▸ Your instructions
Collect each line in the records below that contains the word "element", and copy those lines in full.

▸ Information supplied
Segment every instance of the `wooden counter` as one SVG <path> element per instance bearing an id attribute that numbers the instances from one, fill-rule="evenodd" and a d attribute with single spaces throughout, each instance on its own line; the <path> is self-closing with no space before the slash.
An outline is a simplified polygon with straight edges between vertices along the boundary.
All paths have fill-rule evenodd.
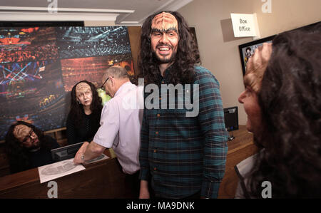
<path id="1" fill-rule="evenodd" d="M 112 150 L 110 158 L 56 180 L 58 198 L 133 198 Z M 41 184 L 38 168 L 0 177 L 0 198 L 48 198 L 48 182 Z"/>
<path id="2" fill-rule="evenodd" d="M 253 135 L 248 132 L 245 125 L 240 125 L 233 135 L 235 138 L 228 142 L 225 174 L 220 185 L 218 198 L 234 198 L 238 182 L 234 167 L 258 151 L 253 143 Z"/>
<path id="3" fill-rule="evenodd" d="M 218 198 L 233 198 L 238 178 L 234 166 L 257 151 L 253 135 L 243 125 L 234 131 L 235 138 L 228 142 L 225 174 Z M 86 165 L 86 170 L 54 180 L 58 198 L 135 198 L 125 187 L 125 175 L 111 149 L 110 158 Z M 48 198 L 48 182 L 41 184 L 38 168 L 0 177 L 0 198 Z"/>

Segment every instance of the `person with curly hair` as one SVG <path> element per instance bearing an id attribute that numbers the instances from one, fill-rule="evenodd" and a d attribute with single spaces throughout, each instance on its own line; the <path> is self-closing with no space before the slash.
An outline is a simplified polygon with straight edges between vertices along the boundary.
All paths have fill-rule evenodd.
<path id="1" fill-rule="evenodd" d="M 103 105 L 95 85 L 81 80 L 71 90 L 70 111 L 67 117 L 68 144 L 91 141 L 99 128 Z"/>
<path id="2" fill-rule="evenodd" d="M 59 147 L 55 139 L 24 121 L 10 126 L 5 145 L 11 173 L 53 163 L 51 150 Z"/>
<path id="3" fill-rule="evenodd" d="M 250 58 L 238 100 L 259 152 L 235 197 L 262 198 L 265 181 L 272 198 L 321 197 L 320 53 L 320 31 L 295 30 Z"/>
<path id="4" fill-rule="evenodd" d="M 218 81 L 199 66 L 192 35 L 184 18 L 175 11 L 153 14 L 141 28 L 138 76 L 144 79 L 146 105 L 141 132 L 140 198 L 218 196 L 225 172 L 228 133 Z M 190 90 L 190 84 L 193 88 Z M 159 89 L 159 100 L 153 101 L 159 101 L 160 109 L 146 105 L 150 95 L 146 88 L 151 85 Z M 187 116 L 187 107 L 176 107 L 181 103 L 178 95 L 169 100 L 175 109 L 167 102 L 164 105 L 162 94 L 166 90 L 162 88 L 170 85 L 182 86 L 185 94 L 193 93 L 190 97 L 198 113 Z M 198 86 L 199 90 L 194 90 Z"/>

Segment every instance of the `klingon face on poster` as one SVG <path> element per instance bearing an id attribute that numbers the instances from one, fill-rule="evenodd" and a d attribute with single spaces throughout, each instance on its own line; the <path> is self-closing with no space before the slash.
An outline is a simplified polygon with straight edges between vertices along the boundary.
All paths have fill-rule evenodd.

...

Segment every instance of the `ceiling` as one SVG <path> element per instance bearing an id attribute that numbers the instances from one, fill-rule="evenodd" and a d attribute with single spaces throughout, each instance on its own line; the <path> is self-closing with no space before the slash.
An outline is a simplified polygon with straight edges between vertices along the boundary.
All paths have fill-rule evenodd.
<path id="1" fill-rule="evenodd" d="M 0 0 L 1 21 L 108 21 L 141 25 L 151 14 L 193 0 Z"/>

▸ Answer to the exercise
Segment every instance of the `wooden counter` as one SVG <path> element per instance bearing an id attribute that numbers the instances from one, fill-rule="evenodd" and a d attribute with single spaces throughout, each instance on its own line; the <path> is self-closing with no space before the slash.
Segment every instance of the `person with curly hair` as one SVG <path> element per instance bearing an id attribute that numbers the instances from one, fill-rule="evenodd" and a d attribute with single spaces throughout, each instance on its own line; the <path> is self-closing with no space before the slash.
Segment every instance of the `klingon face on poster` as one SVG <path> element per instance bearing an id attribute that numbers the instances from one, fill-rule="evenodd" and a d attribute with single spaces throughout, each instance on its own line; the <path> is self-closing with no space before the slash.
Segment every instance of the `ceiling` as one SVG <path> element per instance bearing an id attribute that numbers the instances from one, fill-rule="evenodd" and a d attribute with single spaces throughout, each instance on its own line; the <path> is self-closing with no space before the slash.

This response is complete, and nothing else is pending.